Но у Возрождения было немало общего и со средневековьем.

Общие черты теории, методологии истории и историографии Возрождения и средних веков:

а) взгляд на историю как на интеллектуальное занятие, призванное влиять на читателей путем нужных примеров и рассуждений (впрочем, это было характерно и для более поздних эпох);

б) отсюда произвольный подбор примеров и недостаточное уважение к точности фактов, например, подобно античным историкам, историки Возрождения вкладывали в уста исторических деятелей выдуманные речи[5];

в) деятели Возрождения так же, как их предшественники, не считали историю наукой. Век науки был еще впереди;

г) идеологи Возрождения не были атеистами (или агностиками), не выступали против церковного учения, продолжали принимать как данность истории ряд церковных догм, они верили в чудеса и т. п. (но их критический метод стал существенно строже);

д) эпоха Возрождения как бы продолжает развивать возникший повышенный интерес к истории, появившийся в последний период средних веков[6];

е) в эпоху Возрождения продолжалась традиция написания всемирных историй, создается целая серия таких историй, правда, более совершенных, чем средневековые, но в целом столь же компилятивных;

ж) в эпоху Возрождения усилился процесс политизации истории и, к сожалению, даже сознательной ее фальсификации. На этом моменте, поскольку о нем говорят редко, стоит остановиться.

**Предоставленные записи:**
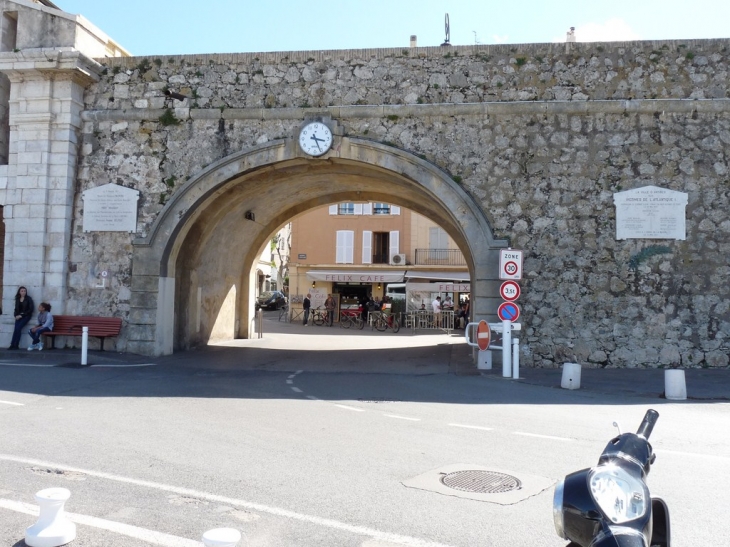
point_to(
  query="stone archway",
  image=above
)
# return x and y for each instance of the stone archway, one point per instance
(191, 272)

**Задания к выполнению:**
A. Объясните, почему историки Возрождения, согласно отрывку об историографии Возрождения, подбирали примеры произвольно и мало заботились о точности фактов.
B. Какой прием античных историков, по словам отрывка об историографии Возрождения, повторяли историки Возрождения?
C. Пожалуйста, напишите продолжение отрывка об историографии Возрождения, начиная сразу после его последнего предложения.

**Результаты по заданиям:**
A. Они смотрели на историю как на интеллектуальное занятие, которое должно влиять на читателей нужными примерами и рассуждениями. Из такого взгляда и вытекали произвольный подбор примеров и недостаточное уважение к точности фактов.

B. Они вкладывали в уста исторических деятелей выдуманные речи.

C.
Политизация истории. Историки Итальянского Возрождения не творили ради одной истины. Некоторые гуманисты служили при папском дворе, еще большее их количество было связано со светскими государями. Подобно художникам и скульпторам этой эпохи, они были наемными интеллектуалами и им часто заказывали составить официозную историю государств или династий в риторическом стиле для тех или иных республик или княжеств. В эту эпоху каждый город-государство стремился обзавестись собственной историей, причем часто включенной в канву всемирной истории[7]. Это очень интересный момент роста значения историографии[8]. Но, как известно, кто платит, тот и заказывает музыку. А правители часто были заинтересованы в определенной интерпретации событий, поскольку это давало притязаниям определенной династии или группы бóльшую обоснованность. Даже знаменитый «Трактат о ложности дара Константина» Лоренцо Валла (о нем ниже) был написан по политическому заказу. Соответственно гуманисты должны были в большей или меньшей степени угождать заказчикам[9]. Тем не менее это не дает основания умалять реальных заслуг гуманистов.

О теории истории в раннее Возрождение

1) Итальянские гуманисты развили некоторые важные моменты теории истории, касающиеся проблем места человека в истории, ценности истории среди других областей знания, периодизации истории (о них ниже).

2) Однако в отличие от писателей раннего христианства мысль итальянских деятелей Возрождения не дала оригинальной теории и философии истории, как из-за того, что они еще не полностью порвали с теологией истории, так и из-за их преклонения перед античностью.

3) Их теория истории не была сколько-нибудь ясно сформулирована и оставалась эклектичной, противоречивой. Фактически они и не стремились к разработке такой теории, главным для них было противопоставление античности и средневековья, но в подходах смешивались идеи обеих этих эпох. С одной стороны, они не отрицали (по крайней мере, прямо) решающую роль Бога в ходе истории, что подразумевает линейность исторического времени. С другой стороны, гуманисты иногда обращались к отброшенной христианством идее круговорота[10].

Достижения исторической мысли раннего Возрождения XV начала XVIв. дали:

1) Новую методологию истории, связанную с филологической критикой источников и текстов, которая, правда, была достаточно широко внедрена только в последующие эпохи.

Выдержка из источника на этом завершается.